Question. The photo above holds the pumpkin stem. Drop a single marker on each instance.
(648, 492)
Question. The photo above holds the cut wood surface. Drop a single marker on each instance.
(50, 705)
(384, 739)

-- -- --

**WHAT IS BEING ASKED:**
Each line of the data must be copied exactly as it appears.

**RESULT OF THE EXERCISE:**
Question. The photo above holds the pumpkin stem. Drop a single marker on each instance.
(648, 492)
Question. The photo above holds the cut wood surface. Drop a single marker on each instance.
(50, 705)
(384, 739)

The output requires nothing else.